> Material for this exercise:
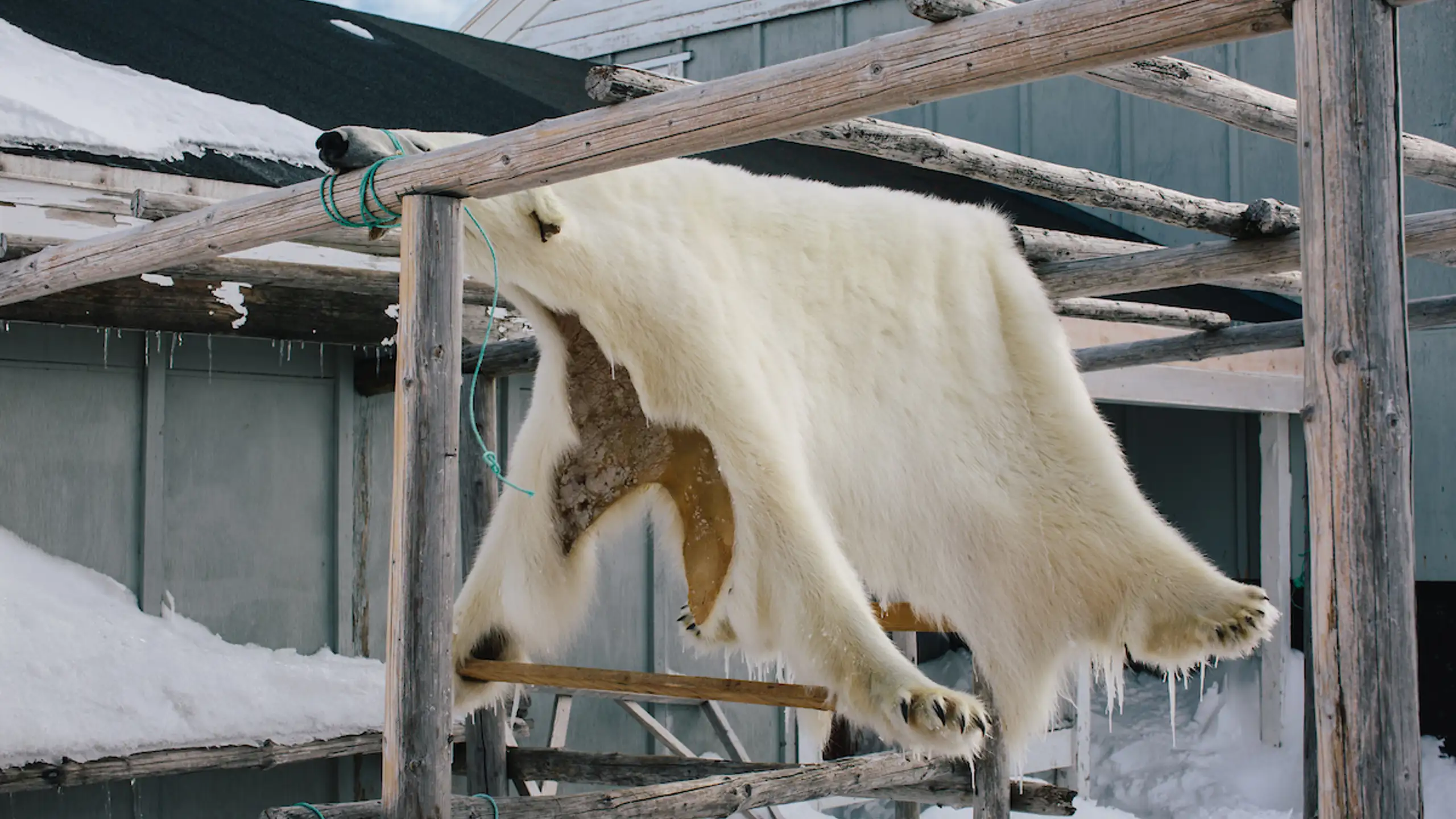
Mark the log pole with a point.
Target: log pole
(1358, 416)
(425, 518)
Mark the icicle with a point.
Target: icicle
(1173, 707)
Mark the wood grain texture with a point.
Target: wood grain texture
(950, 781)
(1424, 314)
(963, 158)
(424, 512)
(159, 205)
(1218, 260)
(1041, 40)
(696, 688)
(1136, 312)
(1219, 97)
(1358, 419)
(890, 773)
(994, 766)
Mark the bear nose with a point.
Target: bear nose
(332, 146)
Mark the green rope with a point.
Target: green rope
(494, 806)
(370, 219)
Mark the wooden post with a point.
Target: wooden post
(1358, 423)
(425, 522)
(992, 767)
(1276, 486)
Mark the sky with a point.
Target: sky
(440, 14)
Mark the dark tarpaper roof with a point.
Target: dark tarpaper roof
(286, 55)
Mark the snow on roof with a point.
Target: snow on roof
(85, 674)
(60, 100)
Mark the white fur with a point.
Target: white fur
(893, 407)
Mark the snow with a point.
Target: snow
(60, 100)
(88, 675)
(1218, 768)
(354, 30)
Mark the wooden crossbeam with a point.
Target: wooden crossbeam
(922, 148)
(1219, 97)
(1044, 38)
(890, 774)
(1424, 314)
(635, 684)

> Work to complete: Retype word for word all the material given above, and keep the pictures out.

> Written answer:
Mark the log pole with a point.
Target: log pole
(1358, 416)
(425, 518)
Mark the icicle with a point.
Target: icicle
(1173, 707)
Mark the wood grain texture with a point.
Target: wood grain texture
(950, 781)
(1424, 314)
(963, 158)
(424, 512)
(159, 205)
(1218, 260)
(1041, 40)
(696, 688)
(1136, 312)
(1219, 97)
(1358, 419)
(890, 773)
(994, 766)
Mark the bear nose with a point.
Target: bear nose
(332, 146)
Mark the green rope with a point.
Target: green rope
(494, 806)
(370, 219)
Mark the wooden post with a point.
Target: wooden post
(1358, 423)
(425, 522)
(992, 767)
(1276, 486)
Mark the sky with a point.
Target: sky
(440, 14)
Mark the dark tarpaper roof with a point.
Target: dark tarpaper roof
(286, 55)
Mark the snow on roof with a point.
Target: snow on roof
(85, 674)
(60, 100)
Mark the white fur with a point.
Target: white fur
(893, 407)
Mark the snow with a point.
Target: snow
(60, 100)
(88, 675)
(1218, 768)
(354, 30)
Mark the wooden crossbeam with a point.
Target: wooden crossbeam
(922, 148)
(1219, 97)
(1044, 38)
(890, 774)
(1424, 314)
(635, 684)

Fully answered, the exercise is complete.